━━━━━ Document text

The Data View tab letís you examine the data, much like it appears in an Excel spreadsheet. The Variable View tab allows you to examine information about the dataset that is stored with the dataset.

The Output Window shows the results of requested statistical analyses or graphs. The items in the Output Window can be exported to a Word file to submit for activities.

Part B: Starting Up SPSS

To start up SPSS:

  1. Select Start >> Mathematics and Statistics >> SPSS >> PASW Statistics 17. SPSS might take up to one minute to load.

  2. Close the PASW Statistics 17.0 dialog that asks what you would like to do.

This puts you in a SPSS Data Editor Window. To rename the dataset:

  1. Select the main menu entry File >> Rename Dataset.

  2. Enter the new dataset name, say Persons1, for the Dataset Name in the Rename Dataset dialog.

You should see Untitled1 [Persons1] ... in the title bar of the Data Editor Window.

 

Part C: Entering a New Dataset Manually

To enter a new dataset manually:

  1. Select the Variable View Tab at the bottom of the Data Editor Window.

  2. For each variable in your new dataset specify its characteristics:

    • Enter the variable name in the Name column.

    • Enter the type (Numeric or String) in the Type column.

    • Set the maximum width in characters or digits if you wish in the Width column.

━━━━━━━━━━

* **Exercise aim**
Continue the SPSS tutorial above, starting after its last step about the Width column.

━━━━━ Provided information

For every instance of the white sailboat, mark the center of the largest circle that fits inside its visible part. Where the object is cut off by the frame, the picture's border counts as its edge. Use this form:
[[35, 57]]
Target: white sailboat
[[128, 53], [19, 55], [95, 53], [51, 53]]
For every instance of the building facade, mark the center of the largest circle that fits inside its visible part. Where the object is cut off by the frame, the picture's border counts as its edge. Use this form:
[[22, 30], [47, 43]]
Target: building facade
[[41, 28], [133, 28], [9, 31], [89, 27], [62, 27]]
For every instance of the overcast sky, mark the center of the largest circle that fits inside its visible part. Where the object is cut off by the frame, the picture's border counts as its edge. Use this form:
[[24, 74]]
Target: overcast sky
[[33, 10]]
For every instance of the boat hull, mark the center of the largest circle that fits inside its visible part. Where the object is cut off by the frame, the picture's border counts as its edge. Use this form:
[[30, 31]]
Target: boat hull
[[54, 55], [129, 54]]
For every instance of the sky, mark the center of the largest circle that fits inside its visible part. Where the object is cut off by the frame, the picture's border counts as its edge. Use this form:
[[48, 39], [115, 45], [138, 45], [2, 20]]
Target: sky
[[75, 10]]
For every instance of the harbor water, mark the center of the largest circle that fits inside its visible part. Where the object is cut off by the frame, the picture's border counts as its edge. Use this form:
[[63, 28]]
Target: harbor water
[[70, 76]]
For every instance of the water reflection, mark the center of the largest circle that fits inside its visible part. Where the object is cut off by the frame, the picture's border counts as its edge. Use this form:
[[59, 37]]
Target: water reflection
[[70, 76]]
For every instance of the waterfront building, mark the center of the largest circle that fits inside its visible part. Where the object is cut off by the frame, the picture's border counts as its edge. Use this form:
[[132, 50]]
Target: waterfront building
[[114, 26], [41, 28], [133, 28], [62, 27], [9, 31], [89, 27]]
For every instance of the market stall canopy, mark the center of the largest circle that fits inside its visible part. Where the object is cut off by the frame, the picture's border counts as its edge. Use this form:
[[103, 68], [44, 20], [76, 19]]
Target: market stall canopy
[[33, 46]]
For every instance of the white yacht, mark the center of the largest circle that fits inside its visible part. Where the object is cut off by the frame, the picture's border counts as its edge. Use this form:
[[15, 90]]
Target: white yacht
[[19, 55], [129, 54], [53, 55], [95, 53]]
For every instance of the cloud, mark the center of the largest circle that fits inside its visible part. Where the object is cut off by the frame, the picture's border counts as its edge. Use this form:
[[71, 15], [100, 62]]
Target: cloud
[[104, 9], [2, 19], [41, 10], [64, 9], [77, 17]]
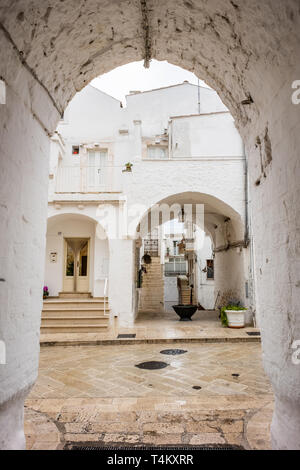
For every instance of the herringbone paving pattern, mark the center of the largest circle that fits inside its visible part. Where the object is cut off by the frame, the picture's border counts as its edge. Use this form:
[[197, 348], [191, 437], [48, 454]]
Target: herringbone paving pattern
[[109, 371], [96, 394]]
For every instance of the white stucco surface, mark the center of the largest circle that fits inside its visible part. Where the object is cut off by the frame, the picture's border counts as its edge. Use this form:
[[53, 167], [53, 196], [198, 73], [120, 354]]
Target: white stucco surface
[[244, 50]]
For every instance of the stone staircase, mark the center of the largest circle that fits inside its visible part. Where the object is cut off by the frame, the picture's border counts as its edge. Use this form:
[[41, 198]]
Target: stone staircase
[[152, 292], [75, 313]]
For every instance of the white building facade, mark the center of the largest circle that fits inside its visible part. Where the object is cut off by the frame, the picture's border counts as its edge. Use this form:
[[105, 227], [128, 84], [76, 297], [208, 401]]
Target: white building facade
[[111, 166]]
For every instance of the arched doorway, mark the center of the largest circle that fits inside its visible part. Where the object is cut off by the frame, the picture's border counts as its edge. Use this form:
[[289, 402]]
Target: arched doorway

━━━━━━━━━━

* **Exercise result**
    • For any Numeric variables, specify how many digits after the decimal point you wish to display in the Decimals Column.

    • Optional: supply a descriptive label for the variable. For example, the variable Height might have the label "Height in Meters".

    • Also specify the Measure for each variable. The choices are Nominal (Categorical), Ordinal and Scale (Continuous).

 

Part D: Importing an Excel Dataset

To import an Excel dataset:

  1. In the main menu, select Open >> Data. In the Open Data dialog, select Excel (*.xls) in the Files of Type drop down box.

  2. Select the Excel file to import from the hard drive.

  3. In the Opening Excel Data Source window, select the worksheet that you want to import, whether the first row contains the variable name.

The data can be edited using the data editor after it has been imported.

 

Part E: Transform Variables

To create a new variable calculated from existing variables:

  1. Select main menu Transform >> Compute Variable.

  2. Enter the name of the new variable to be calculated in the Target Variable textbox.

  3. Enter the expression for calculating the new variable in the Numeric Expression textbox. The expression should contain only operators, numbers and previously defined variables.

  4. Click the OK button.

The newly computed variable will appear as a new column in the Data Editor.

 

Part F: Subsetting a Dataset

There are two ways to select only a subset of the current dataset:

  1. In the main menu, select Data >> Select Cases. Check the radio button with the caption: "If condition is satisfied". Click the If... Button. Then in the box at the upper right, enter an expression which rows to keep. Click OK.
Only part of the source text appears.